Given text
All of lore.kernel.org
 help / color / mirror / Atom feed
* [PATCH bpf-next] net: netfilter: Make ct zone id configurable for bpf ct helper functions
@ 2024-03-29  4:14 Brad Cowie
  2024-04-05 20:01 ` Martin KaFai Lau
  0 siblings, 1 reply; 4+ messages in thread
From: Brad Cowie @ 2024-03-29  4:14 UTC (permalink / raw)
  To: bpf
  Cc: lorenzo, memxor, pablo, davem, kuba, pabeni, ast, daniel, andrii,
	martin.lau, song, john.fastabend, sdf, jolsa, netfilter-devel,
	coreteam, netdev, Brad Cowie

Add ct zone id to bpf_ct_opts so that arbitrary ct zone can be
set for xdp/tc bpf ct helper functions bpf_{xdp,skb}_ct_alloc
and bpf_{xdp,skb}_ct_lookup.

Signed-off-by: Brad Cowie <brad@faucet.nz>
---
 net/netfilter/nf_conntrack_bpf.c              | 23 ++++++++++---------
 .../testing/selftests/bpf/prog_tests/bpf_nf.c |  1 -
 .../testing/selftests/bpf/progs/test_bpf_nf.c | 13 ++---------
 3 files changed, 14 insertions(+), 23 deletions(-)

diff --git a/net/netfilter/nf_conntrack_bpf.c b/net/netfilter/nf_conntrack_bpf.c
index d2492d050fe6..a0f8a64751ec 100644
--- a/net/netfilter/nf_conntrack_bpf.c
+++ b/net/netfilter/nf_conntrack_bpf.c
@@ -30,7 +30,6 @@
  * @error      - Out parameter, set for any errors encountered
  *		 Values:
  *		   -EINVAL - Passed NULL for bpf_tuple pointer
- *		   -EINVAL - opts->reserved is not 0
  *		   -EINVAL - netns_id is less than -1
  *		   -EINVAL - opts__sz isn't NF_BPF_CT_OPTS_SZ (12)

Directives
**A)** In one to three sentences, explain why the conntrack zone patch adds a ct zone id to bpf_ct_opts.
**B)** Extend the conntrack zone patch onward from its last line.
The entries have nothing to do with any of this.

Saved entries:
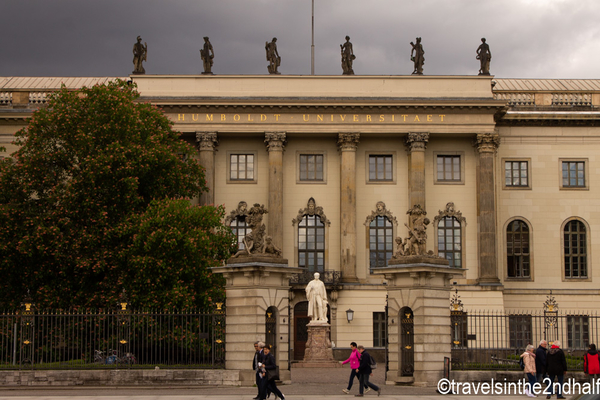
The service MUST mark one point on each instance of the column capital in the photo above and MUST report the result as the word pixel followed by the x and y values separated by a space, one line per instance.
pixel 207 140
pixel 275 141
pixel 487 142
pixel 348 141
pixel 417 140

Answers to the exercises
**A)** The ct zone id is added so that any ct zone can be set for the xdp/tc bpf ct helper functions. These are bpf_{xdp,skb}_ct_alloc and bpf_{xdp,skb}_ct_lookup.

**B)**
  *		   -EPROTO - l4proto isn't one of IPPROTO_TCP or IPPROTO_UDP
@@ -42,16 +41,14 @@
  *		 Values:
  *		   IPPROTO_TCP, IPPROTO_UDP
  * @dir:       - connection tracking tuple direction.
- * @reserved   - Reserved member, will be reused for more options in future
- *		 Values:
- *		   0
+ * @ct_zone    - connection tracking zone id.
  */
 struct bpf_ct_opts {
 	s32 netns_id;
 	s32 error;
 	u8 l4proto;
 	u8 dir;
-	u8 reserved[2];
+	u16 ct_zone;
 };
 
 enum {
@@ -104,11 +101,11 @@ __bpf_nf_ct_alloc_entry(struct net *net, struct bpf_sock_tuple *bpf_tuple,
 			u32 timeout)
 {
 	struct nf_conntrack_tuple otuple, rtuple;
+	struct nf_conntrack_zone ct_zone;
 	struct nf_conn *ct;
 	int err;
 
-	if (!opts || !bpf_tuple || opts->reserved[0] || opts->reserved[1] ||
-	    opts_len != NF_BPF_CT_OPTS_SZ)
+	if (!opts || !bpf_tuple || opts_len != NF_BPF_CT_OPTS_SZ)
 		return ERR_PTR(-EINVAL);
 
 	if (unlikely(opts->netns_id < BPF_F_CURRENT_NETNS))
@@ -130,7 +127,9 @@ __bpf_nf_ct_alloc_entry(struct net *net, struct bpf_sock_tuple *bpf_tuple,
 			return ERR_PTR(-ENONET);
 	}
 
-	ct = nf_conntrack_alloc(net, &nf_ct_zone_dflt, &otuple, &rtuple,
+	nf_ct_zone_init(&ct_zone, opts->ct_zone, NF_CT_DEFAULT_ZONE_DIR, 0);
+
+	ct = nf_conntrack_alloc(net, &ct_zone, &otuple, &rtuple,
 				GFP_ATOMIC);
 	if (IS_ERR(ct))
 		goto out;
@@ -152,11 +151,11 @@ static struct nf_conn *__bpf_nf_ct_lookup(struct net *net,
 {
 	struct nf_conntrack_tuple_hash *hash;
 	struct nf_conntrack_tuple tuple;
+	struct nf_conntrack_zone ct_zone;
 	struct nf_conn *ct;
 	int err;
 
-	if (!opts || !bpf_tuple || opts->reserved[0] || opts->reserved[1] ||
-	    opts_len != NF_BPF_CT_OPTS_SZ)
+	if (!opts || !bpf_tuple || opts_len != NF_BPF_CT_OPTS_SZ)
 		return ERR_PTR(-EINVAL);
 	if (unlikely(opts->l4proto != IPPROTO_TCP && opts->l4proto != IPPROTO_UDP))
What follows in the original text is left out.